**Task directions**
Without changing a character, output all of the records.

Content starts

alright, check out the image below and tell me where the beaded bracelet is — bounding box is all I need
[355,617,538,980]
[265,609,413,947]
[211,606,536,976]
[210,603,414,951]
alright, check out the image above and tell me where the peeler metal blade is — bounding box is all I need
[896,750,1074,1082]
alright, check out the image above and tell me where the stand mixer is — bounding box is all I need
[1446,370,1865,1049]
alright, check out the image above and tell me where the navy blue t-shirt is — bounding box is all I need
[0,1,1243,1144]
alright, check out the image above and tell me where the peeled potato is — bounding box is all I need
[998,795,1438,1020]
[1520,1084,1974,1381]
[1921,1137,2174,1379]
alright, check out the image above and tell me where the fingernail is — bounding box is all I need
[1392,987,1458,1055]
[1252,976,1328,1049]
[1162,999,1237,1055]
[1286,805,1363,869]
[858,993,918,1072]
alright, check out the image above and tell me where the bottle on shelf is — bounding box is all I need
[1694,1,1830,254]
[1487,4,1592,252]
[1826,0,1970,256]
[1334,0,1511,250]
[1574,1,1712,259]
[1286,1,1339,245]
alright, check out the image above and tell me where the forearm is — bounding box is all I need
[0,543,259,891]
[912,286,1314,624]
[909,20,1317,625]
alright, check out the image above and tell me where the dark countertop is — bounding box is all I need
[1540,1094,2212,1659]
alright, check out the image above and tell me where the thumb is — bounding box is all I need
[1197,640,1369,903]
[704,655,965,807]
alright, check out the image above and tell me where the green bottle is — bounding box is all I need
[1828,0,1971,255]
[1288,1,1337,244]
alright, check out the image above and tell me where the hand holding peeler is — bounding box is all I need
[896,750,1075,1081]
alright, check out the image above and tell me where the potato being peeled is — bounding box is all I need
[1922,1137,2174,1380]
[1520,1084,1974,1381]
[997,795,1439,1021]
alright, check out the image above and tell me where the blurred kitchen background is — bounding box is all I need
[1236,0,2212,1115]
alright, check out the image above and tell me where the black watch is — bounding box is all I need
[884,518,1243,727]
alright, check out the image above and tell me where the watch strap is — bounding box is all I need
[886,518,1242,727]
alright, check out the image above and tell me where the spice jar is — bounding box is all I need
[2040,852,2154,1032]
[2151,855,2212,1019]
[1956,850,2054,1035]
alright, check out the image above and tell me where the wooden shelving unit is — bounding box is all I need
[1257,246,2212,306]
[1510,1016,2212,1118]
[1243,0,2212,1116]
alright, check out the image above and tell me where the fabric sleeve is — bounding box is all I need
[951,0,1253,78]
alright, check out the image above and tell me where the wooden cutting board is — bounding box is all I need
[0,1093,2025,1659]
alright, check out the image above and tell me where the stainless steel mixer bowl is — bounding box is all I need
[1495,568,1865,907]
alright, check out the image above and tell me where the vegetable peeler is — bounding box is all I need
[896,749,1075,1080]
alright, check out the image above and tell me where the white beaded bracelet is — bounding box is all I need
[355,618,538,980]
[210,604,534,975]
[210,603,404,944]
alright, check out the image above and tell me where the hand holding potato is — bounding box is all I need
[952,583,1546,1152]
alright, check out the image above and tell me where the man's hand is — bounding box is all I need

Content ends

**Reply to the task**
alright, check out the image below and tell me where the beaded bracelet is — bounding box is all I need
[355,617,538,980]
[265,609,413,947]
[211,606,536,976]
[210,603,414,951]
alright, check out the image above and tell me where the peeler metal blade is — bounding box is all I need
[896,750,1074,1082]
alright, check out the image above and tell me where the stand mixer is — bounding box is all I need
[1446,370,1865,1049]
alright, check out the image above and tell me where the navy blue t-shirt is — bounding box is all I need
[0,1,1243,1144]
alright, check out the image above and tell me where the peeled potato is — bounding box is all I need
[998,795,1438,1020]
[1520,1084,1974,1381]
[1921,1137,2174,1379]
alright, check out the image above and tell me where the fingernail is — bounding box is all I need
[1392,987,1458,1055]
[1252,976,1328,1049]
[1162,999,1237,1055]
[1286,805,1363,869]
[858,993,918,1072]
alright, check out the image above and tell me where the bottle on shelf is — bounding box is all I need
[1694,1,1830,254]
[1487,4,1592,252]
[1826,0,1970,256]
[1334,0,1511,250]
[1574,1,1712,259]
[1286,1,1339,245]
alright, check out the image above and tell me where the forearm is — bounding box is all I need
[0,543,259,891]
[912,286,1314,624]
[909,20,1317,625]
alright, check out the image above and tell me where the dark countertop is — bounding box is all I need
[1540,1094,2212,1659]
alright, check out the image above and tell me where the thumb is — bounding box is all I need
[1197,640,1369,903]
[704,655,965,807]
alright, check out the image above and tell me where the green bottle is — bounding box is all I need
[1828,0,1971,255]
[1288,1,1337,244]
alright, check out the image above and tell me where the hand holding peeler is — bounding box is all I need
[896,750,1075,1081]
alright, check out the image above and tell me where the potato being peeled is — bounding box is all I need
[1922,1137,2174,1380]
[1520,1084,1974,1381]
[997,795,1439,1021]
alright, check out the image above and tell me where the blurred kitchen background is — bounding box is all I need
[1236,0,2212,1115]
alright, check out the image above and tell me where the black watch is — bounding box is all I need
[884,518,1243,727]
alright, check out the image above and tell me where the watch strap is — bounding box is all I need
[886,518,1242,727]
alright, check out the image above and tell me where the spice jar is — bounding box is all I need
[2040,852,2154,1032]
[2151,855,2212,1019]
[1956,850,2054,1035]
alright, check out the image above and tell me where the wooden shelving unit is — bounding box is all I need
[1257,246,2212,306]
[1510,1016,2212,1118]
[1243,0,2212,1116]
alright, check out the image above and tell me where the fabric sleeve is — bounding box is all I need
[951,0,1253,78]
alright, check out the image above and tell me where the wooden cutting board is — bounding box is all I need
[0,1093,2025,1659]
alright, check out the image above and tell me where the stainless steel mixer bowl is — bounding box is all I need
[1495,568,1865,907]
alright, check out the image above and tell me where the vegetable peeler is — bounding box is all I need
[896,749,1075,1080]
alright, check out the image above and tell me where the white beaded bracelet is — bounding box is all I need
[355,618,538,980]
[210,604,534,975]
[210,603,404,944]
alright, check out the image above and tell me where the hand holding potato is — bounding box is all I need
[952,583,1546,1152]
alright, check out the image above and tell me where the man's hand is — bounding box is all I need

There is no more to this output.